■ **Exercise**:
To complete the exercise, write out all the data exactly.

BEGIN Task input

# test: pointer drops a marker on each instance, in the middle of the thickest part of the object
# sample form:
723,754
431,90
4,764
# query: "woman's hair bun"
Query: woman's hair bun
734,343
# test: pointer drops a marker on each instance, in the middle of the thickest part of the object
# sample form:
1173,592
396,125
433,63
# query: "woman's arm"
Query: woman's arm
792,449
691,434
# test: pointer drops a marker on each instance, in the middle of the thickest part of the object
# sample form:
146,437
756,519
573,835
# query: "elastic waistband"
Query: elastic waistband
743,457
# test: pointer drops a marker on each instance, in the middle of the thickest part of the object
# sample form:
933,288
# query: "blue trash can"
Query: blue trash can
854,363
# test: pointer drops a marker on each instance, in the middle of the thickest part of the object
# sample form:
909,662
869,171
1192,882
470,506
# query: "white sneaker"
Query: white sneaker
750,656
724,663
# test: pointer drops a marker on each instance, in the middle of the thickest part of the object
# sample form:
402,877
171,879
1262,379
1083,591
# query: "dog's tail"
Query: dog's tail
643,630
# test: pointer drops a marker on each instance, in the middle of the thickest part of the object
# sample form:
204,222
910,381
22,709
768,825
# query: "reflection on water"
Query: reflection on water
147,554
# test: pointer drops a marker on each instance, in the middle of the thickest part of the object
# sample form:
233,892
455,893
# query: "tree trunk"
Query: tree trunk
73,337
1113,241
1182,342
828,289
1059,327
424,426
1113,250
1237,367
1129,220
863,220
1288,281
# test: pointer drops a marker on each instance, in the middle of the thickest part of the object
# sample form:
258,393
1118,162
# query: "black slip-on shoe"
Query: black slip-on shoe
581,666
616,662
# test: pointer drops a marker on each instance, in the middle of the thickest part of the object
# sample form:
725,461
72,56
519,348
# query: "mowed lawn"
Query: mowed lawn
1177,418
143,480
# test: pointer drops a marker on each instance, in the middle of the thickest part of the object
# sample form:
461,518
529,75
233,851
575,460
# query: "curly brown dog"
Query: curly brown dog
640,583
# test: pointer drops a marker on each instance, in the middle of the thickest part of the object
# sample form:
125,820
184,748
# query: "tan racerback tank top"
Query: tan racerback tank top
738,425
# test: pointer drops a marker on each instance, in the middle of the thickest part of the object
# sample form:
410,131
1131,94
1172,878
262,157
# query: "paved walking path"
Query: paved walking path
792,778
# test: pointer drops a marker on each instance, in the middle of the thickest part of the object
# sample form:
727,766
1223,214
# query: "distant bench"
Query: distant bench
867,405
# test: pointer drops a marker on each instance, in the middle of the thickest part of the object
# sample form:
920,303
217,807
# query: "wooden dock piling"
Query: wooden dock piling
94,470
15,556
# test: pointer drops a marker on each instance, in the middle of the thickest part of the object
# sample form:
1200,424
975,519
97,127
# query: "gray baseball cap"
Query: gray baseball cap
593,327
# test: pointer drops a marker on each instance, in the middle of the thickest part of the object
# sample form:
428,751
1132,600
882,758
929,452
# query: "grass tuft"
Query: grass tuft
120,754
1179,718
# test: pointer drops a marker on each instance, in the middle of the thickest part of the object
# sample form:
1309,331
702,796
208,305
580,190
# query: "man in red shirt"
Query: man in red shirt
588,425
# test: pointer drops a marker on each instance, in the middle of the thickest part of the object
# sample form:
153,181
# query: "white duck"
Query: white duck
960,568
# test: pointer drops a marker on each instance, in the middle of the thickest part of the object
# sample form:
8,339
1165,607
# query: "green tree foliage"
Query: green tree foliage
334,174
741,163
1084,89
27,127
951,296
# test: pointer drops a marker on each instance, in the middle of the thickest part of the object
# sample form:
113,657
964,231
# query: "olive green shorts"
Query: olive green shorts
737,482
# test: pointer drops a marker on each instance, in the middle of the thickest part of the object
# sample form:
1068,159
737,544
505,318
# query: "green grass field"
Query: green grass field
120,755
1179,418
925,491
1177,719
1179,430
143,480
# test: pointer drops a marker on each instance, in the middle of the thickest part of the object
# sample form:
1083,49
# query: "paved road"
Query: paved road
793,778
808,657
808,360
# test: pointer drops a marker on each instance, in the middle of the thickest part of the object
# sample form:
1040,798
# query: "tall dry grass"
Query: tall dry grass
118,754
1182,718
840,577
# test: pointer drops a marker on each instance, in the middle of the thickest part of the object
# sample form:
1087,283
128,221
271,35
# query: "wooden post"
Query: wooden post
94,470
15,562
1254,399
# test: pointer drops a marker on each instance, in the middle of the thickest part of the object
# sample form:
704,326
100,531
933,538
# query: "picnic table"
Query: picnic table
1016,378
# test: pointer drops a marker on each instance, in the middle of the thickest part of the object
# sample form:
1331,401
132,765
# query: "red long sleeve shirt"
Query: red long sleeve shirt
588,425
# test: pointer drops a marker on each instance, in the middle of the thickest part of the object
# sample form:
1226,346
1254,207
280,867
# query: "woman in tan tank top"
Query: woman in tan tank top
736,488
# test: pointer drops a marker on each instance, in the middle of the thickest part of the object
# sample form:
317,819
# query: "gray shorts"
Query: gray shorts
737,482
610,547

END Task input

■ **Solution to this task**:
# test: pointer drops a marker on each instance, in the middle of the thickest part of the object
# sample form:
723,754
431,90
4,764
# query: "woman's hair bun"
Query: woman's hair bun
734,343
# test: pointer drops a marker on each instance, in the middle of the thickest part of the object
# sample form:
1173,592
396,125
433,63
# query: "woman's arm"
Query: woman's arm
792,449
691,434
# test: pointer drops a marker on each instance, in the middle of the thickest part of the object
# sample form:
146,437
756,519
573,835
# query: "elastic waistband"
Query: elastic waistband
743,457
# test: pointer drops a marker on each instance, in the middle of the thickest part of the object
# sample form:
933,288
# query: "blue trash can"
Query: blue trash can
854,363
# test: pointer drops a marker on each instance, in the middle of the thickest part of the object
# sample form:
909,662
869,171
1192,882
470,506
# query: "white sneaker"
Query: white sneaker
750,656
724,663
# test: pointer drops a marker on each instance, in the middle of the thickest part of the object
# sample form:
402,877
171,879
1262,379
1083,591
# query: "dog's tail"
Query: dog's tail
643,630
# test: pointer drops a marker on each instance, in the middle of the thickest part of the object
# sample form:
204,222
910,381
22,709
768,825
# query: "reflection on water"
Query: reflection on water
147,554
# test: pointer drops a marker on each instance, in the middle of the thickest part of the object
# sample form:
233,892
455,893
# query: "tree trunk"
Query: tree trunk
73,337
1113,241
1182,342
828,289
1059,327
424,426
1113,250
1237,367
1129,220
863,220
1288,281
# test: pointer drops a marker on each instance, in the middle of the thickest part of the object
# sample form:
258,393
1118,162
# query: "black slip-on shoe"
Query: black slip-on shoe
581,666
616,662
# test: pointer drops a marker on each instance, in the middle of the thickest part of the object
# sample form:
725,461
72,56
519,348
# query: "mowed lawn"
Query: mowed lawn
1177,418
143,480
# test: pointer drops a marker on each instance, in the middle of the thickest part of the object
# sample form:
461,518
529,75
233,851
575,460
# query: "curly brown dog"
Query: curly brown dog
640,583
# test: pointer drops a marker on each instance, in the middle of the thickest part of the object
# sample form:
125,820
184,748
# query: "tan racerback tank top"
Query: tan racerback tank top
738,425
# test: pointer drops a marker on each instance, in the middle of the thickest part of the object
# sample form:
410,131
1131,94
1172,878
262,157
# query: "paved walking path"
Query: paved walking path
792,778
# test: pointer drops a marker on each instance, in the middle of the thickest part of the object
# sample form:
727,766
1223,214
# query: "distant bench"
Query: distant bench
867,405
# test: pointer drops a marker on each instance, in the middle of the thickest part of the object
# sample form:
920,303
217,807
# query: "wooden dock piling"
Query: wooden dock piling
94,470
15,556
# test: pointer drops a marker on each instance, in the middle of the thickest part of the object
# sample form:
1200,424
975,519
97,127
# query: "gray baseball cap"
Query: gray baseball cap
593,327
# test: pointer drops a marker on each instance, in the middle of the thickest part of the object
# sample form:
428,751
1132,600
882,758
929,452
# query: "grass tuft"
Query: grass tuft
120,754
1179,718
# test: pointer drops a marker on each instance, in the middle of the thickest part of the object
# sample form:
1309,331
702,796
208,305
580,190
# query: "man in red shirt"
Query: man in red shirt
588,425
# test: pointer drops a marker on each instance, in the middle of the thickest part of the object
# sample form:
153,181
# query: "white duck"
Query: white duck
960,568
# test: pointer drops a marker on each instance, in the middle of the thickest part of the object
# sample form:
8,339
1165,607
# query: "green tree foliage"
Query: green tree foliage
334,174
741,163
1084,89
27,127
951,296
# test: pointer drops a marker on each instance, in the middle of the thickest part of the object
# sample form:
113,657
964,231
# query: "olive green shorts"
Query: olive green shorts
737,482
# test: pointer drops a marker on each instance, in the middle of the thickest part of the object
# sample form:
1068,159
737,544
505,318
# query: "green grass field"
Query: green grass field
120,755
1179,418
925,491
1177,719
1179,430
143,480
# test: pointer drops a marker on each instance, in the middle of the thickest part of the object
# sample form:
1083,49
# query: "paved road"
Query: paved road
793,778
808,657
808,360
# test: pointer drops a marker on each instance, in the middle of the thickest part of the object
# sample form:
1040,798
# query: "tall dry grass"
Query: tall dry grass
118,754
1182,718
840,577
# test: pointer drops a marker on each instance, in the middle of the thickest part of the object
# sample form:
1087,283
128,221
271,35
# query: "wooden post"
Query: wooden post
94,470
15,562
1254,399
# test: pointer drops a marker on each instance, in the middle of the thickest part of the object
# sample form:
704,326
100,531
933,538
# query: "picnic table"
Query: picnic table
1016,378
# test: pointer drops a marker on each instance, in the middle of the thickest part of the object
# sample form:
1331,401
132,765
# query: "red long sleeve shirt"
Query: red long sleeve shirt
588,425
# test: pointer drops a marker on each instance, in the middle of the thickest part of the object
# sample form:
1226,346
1254,207
280,867
# query: "woman in tan tank top"
Query: woman in tan tank top
736,488
# test: pointer drops a marker on each instance, in the middle of the thickest part of the object
# sample form:
317,819
# query: "gray shorts"
Query: gray shorts
737,482
610,547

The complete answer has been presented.